◆ Work required
Return the exact lines spanning from the line with "point_to MUST place one pin on each instance of the yellow" through the last line of the entries, boundaries included, and no others.

-- Begin --

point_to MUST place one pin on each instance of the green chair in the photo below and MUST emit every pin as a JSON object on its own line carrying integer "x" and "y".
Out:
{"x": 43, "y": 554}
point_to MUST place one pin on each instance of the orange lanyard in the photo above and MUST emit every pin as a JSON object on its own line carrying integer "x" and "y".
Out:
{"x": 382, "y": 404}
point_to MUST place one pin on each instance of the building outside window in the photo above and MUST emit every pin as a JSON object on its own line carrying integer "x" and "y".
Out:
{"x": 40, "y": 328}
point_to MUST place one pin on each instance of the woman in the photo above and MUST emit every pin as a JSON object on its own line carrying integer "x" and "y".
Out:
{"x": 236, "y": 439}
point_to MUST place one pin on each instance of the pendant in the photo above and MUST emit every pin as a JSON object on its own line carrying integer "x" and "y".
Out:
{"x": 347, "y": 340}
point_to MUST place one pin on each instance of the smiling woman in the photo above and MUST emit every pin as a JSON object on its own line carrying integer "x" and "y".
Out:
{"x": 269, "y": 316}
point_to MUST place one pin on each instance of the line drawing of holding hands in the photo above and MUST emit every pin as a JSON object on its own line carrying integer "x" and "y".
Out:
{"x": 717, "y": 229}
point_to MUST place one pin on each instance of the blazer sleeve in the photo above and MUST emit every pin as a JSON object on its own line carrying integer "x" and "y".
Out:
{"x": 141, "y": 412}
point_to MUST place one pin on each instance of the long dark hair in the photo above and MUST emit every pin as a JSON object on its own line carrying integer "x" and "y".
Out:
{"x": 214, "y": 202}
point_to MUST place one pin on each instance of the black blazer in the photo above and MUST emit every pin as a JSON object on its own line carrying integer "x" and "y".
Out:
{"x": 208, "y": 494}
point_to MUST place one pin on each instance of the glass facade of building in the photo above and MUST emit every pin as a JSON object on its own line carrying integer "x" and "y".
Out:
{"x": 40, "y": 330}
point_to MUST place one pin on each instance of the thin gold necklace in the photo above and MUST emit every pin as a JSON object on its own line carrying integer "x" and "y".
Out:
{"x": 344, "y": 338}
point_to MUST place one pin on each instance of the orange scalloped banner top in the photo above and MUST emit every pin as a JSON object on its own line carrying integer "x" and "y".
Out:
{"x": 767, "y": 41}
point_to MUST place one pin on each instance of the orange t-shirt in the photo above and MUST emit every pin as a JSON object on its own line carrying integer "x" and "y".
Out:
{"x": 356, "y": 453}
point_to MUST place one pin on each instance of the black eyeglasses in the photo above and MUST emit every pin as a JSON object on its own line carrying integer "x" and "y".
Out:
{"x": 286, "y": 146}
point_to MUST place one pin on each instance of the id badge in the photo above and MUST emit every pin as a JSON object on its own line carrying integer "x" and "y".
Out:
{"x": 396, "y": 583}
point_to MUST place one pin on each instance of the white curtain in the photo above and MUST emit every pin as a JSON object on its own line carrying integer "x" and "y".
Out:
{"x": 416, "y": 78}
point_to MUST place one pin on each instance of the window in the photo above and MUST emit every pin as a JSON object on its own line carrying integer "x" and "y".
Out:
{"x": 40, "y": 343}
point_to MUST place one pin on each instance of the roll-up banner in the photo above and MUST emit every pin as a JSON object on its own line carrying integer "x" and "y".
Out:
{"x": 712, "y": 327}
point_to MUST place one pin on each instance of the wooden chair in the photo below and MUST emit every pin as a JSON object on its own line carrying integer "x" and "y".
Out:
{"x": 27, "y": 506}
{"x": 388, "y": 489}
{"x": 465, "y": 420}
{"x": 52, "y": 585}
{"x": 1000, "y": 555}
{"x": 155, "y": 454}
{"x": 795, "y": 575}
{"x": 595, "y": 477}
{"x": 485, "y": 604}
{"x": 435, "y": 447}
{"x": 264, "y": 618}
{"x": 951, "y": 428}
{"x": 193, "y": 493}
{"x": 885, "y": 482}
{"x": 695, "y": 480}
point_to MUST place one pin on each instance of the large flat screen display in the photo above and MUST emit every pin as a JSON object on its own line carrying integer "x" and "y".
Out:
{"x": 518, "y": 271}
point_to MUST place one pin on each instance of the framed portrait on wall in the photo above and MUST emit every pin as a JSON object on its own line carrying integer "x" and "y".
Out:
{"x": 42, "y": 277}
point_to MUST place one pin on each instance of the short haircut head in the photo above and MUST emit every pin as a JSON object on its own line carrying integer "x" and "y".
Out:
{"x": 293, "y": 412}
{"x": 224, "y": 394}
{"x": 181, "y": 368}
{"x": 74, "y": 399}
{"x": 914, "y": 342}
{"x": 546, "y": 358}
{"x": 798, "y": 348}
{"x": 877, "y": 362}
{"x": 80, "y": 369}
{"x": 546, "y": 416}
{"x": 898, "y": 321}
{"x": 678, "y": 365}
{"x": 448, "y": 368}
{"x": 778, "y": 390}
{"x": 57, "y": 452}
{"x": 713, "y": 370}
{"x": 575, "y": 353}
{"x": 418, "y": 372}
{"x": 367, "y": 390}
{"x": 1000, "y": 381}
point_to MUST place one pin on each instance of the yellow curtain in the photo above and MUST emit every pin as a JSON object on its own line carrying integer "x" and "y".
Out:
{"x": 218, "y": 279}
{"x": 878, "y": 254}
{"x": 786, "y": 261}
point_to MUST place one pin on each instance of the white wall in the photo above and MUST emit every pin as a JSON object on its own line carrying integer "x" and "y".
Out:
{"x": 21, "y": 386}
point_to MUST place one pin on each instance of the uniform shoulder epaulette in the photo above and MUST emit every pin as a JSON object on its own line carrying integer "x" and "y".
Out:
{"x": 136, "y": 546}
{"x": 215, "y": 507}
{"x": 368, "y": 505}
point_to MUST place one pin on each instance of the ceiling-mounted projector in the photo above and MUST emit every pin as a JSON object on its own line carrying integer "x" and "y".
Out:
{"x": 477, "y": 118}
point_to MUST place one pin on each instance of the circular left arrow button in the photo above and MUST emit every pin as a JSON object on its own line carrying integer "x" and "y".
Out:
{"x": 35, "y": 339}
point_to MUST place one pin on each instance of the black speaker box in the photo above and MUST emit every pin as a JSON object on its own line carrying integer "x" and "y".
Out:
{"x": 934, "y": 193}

-- End --

◆ Solution
point_to MUST place one pin on each instance of the yellow curtain in the photo above and MUST emit every pin as a JSON object on its own line carrying integer "x" and "y".
Out:
{"x": 218, "y": 279}
{"x": 878, "y": 254}
{"x": 786, "y": 261}
point_to MUST place one pin on each instance of the white wall in the photo above and MUST emit every pin as a JSON object on its own line carrying integer "x" and "y".
Out:
{"x": 21, "y": 386}
point_to MUST place one pin on each instance of the uniform shoulder epaulette in the photo above and MUST emit every pin as a JSON object on its own line carrying integer "x" and "y".
Out:
{"x": 136, "y": 546}
{"x": 215, "y": 507}
{"x": 368, "y": 505}
point_to MUST place one pin on each instance of the ceiling-mounted projector in the photo above and MUST emit every pin as a JSON object on its own line carrying integer "x" and "y".
Out:
{"x": 477, "y": 118}
point_to MUST place one pin on each instance of the circular left arrow button in the photo above and MUST emit every pin as a JSON object on its own line carrying integer "x" and "y".
Out:
{"x": 35, "y": 339}
point_to MUST place one pin on each instance of the black speaker box in the photo above and MUST emit every pin as a JSON object on its own line carrying integer "x" and "y".
Out:
{"x": 934, "y": 193}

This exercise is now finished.